Saved entries
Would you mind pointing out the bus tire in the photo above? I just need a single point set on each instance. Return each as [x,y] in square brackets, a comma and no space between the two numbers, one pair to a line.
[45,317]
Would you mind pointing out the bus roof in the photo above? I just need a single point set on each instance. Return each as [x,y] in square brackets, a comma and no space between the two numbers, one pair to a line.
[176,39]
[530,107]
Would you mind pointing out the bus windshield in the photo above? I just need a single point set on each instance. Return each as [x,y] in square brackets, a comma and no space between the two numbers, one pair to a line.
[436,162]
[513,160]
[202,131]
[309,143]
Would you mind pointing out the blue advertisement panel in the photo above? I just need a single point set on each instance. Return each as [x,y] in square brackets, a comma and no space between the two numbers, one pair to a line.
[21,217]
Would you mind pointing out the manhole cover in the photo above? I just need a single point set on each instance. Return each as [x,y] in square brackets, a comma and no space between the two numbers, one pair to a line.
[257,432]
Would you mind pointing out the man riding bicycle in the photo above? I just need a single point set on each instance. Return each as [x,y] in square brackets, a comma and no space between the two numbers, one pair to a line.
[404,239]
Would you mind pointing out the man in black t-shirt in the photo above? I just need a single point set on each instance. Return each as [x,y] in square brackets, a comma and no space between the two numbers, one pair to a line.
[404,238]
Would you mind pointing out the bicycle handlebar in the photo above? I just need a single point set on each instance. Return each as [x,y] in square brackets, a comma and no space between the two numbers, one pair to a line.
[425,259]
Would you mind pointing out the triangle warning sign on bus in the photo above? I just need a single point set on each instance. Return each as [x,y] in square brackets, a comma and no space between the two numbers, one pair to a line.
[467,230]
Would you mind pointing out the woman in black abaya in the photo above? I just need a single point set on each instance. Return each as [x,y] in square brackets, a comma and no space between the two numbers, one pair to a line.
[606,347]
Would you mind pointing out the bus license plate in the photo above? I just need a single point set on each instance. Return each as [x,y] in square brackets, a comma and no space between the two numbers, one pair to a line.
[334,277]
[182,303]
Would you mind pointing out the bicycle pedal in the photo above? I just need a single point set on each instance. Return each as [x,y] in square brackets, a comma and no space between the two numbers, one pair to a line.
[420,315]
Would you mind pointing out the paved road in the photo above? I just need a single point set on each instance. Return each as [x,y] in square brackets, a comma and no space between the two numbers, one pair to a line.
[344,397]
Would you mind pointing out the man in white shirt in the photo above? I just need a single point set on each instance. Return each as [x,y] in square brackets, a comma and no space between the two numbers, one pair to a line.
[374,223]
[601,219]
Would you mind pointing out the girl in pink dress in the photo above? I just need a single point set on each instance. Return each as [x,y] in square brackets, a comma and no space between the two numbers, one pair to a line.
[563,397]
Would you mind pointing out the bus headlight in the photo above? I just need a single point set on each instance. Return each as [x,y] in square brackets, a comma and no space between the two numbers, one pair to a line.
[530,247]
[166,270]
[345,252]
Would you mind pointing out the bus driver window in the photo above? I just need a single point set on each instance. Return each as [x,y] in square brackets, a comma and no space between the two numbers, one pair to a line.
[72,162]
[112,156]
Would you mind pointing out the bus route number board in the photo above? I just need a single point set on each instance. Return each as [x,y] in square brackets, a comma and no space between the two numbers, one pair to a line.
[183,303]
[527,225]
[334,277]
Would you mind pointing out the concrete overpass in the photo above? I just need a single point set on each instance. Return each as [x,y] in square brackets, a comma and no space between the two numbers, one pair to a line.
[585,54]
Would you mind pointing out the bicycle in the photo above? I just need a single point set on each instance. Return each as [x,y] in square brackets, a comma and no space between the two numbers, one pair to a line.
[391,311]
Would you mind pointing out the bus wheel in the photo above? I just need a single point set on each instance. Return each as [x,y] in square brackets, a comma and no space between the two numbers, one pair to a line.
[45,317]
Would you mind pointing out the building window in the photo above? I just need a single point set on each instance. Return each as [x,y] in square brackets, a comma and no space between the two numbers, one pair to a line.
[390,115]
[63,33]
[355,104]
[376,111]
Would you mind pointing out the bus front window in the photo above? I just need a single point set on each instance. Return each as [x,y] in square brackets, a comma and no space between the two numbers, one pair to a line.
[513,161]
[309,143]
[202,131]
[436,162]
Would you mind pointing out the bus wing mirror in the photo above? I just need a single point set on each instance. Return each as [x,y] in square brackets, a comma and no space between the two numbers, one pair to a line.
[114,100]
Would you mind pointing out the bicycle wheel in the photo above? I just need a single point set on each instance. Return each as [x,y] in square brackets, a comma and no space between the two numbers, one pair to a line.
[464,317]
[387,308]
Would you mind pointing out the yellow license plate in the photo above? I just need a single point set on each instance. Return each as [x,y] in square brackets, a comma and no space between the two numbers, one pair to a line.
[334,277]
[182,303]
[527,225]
* * *
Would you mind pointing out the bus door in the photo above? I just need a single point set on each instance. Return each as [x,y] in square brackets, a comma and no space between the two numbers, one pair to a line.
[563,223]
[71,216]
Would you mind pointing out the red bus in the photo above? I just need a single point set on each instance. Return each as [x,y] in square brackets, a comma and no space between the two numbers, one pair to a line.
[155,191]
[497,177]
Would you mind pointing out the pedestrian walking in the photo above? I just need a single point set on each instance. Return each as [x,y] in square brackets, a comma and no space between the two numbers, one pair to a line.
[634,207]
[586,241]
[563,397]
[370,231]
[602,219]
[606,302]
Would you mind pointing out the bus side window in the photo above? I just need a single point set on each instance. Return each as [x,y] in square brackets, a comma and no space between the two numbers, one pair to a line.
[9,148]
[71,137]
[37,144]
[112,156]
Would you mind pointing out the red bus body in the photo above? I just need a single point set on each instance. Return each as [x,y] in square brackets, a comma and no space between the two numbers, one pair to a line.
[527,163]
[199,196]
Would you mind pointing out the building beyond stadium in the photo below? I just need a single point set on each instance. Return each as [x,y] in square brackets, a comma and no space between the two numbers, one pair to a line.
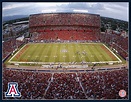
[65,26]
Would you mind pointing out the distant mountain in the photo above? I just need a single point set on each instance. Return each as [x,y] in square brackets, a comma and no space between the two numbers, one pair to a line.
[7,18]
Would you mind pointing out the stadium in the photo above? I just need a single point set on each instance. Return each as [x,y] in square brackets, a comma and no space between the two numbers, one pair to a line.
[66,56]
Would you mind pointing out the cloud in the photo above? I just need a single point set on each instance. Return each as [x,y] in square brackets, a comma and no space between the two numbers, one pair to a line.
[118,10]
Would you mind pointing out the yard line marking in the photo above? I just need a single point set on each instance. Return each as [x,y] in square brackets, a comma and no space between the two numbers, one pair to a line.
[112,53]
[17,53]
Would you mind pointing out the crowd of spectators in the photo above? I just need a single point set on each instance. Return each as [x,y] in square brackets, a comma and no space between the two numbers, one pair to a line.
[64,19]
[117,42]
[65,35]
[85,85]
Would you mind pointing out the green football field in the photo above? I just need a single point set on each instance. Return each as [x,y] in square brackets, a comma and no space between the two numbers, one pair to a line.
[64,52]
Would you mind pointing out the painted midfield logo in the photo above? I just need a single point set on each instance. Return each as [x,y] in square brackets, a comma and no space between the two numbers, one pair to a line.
---
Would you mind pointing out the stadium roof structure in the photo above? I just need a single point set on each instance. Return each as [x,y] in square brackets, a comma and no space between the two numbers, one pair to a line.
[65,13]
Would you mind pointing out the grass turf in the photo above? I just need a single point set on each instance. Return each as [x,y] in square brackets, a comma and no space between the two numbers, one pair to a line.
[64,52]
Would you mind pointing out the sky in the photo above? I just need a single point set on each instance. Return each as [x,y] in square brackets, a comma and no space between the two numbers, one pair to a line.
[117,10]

**What needs to be done:**
Output the lines above exactly, but only those between the line holding "Would you mind pointing out the yard" and the line holding "Would you mind pointing out the painted", inclusive.

**Task response:**
Would you mind pointing out the yard line marking in the photo above? I just need a single point set on each instance. Return each as [x,y] in square brackets, a comma and no space between the two numbers, one pair to a line.
[112,53]
[17,53]
Would you mind pointing out the crowd of spectators in the photo above? I just need a single point set on each instance. Return each as [x,y] in square brackets, a comma and no space between the two numbers, one pair to a line.
[64,19]
[117,42]
[65,35]
[85,85]
Would you mind pointing out the green football field in the photo above? I just need a single point set on each instance. Return each as [x,y] in square brackets, a comma and no space between the two numbers, one pair to a line.
[64,52]
Would you mind pointing out the painted midfield logo in the photo above? I just need a single point set on each instance. Return each as [x,y] in square brackets, a comma and no space between the two numbers, one pair to a line.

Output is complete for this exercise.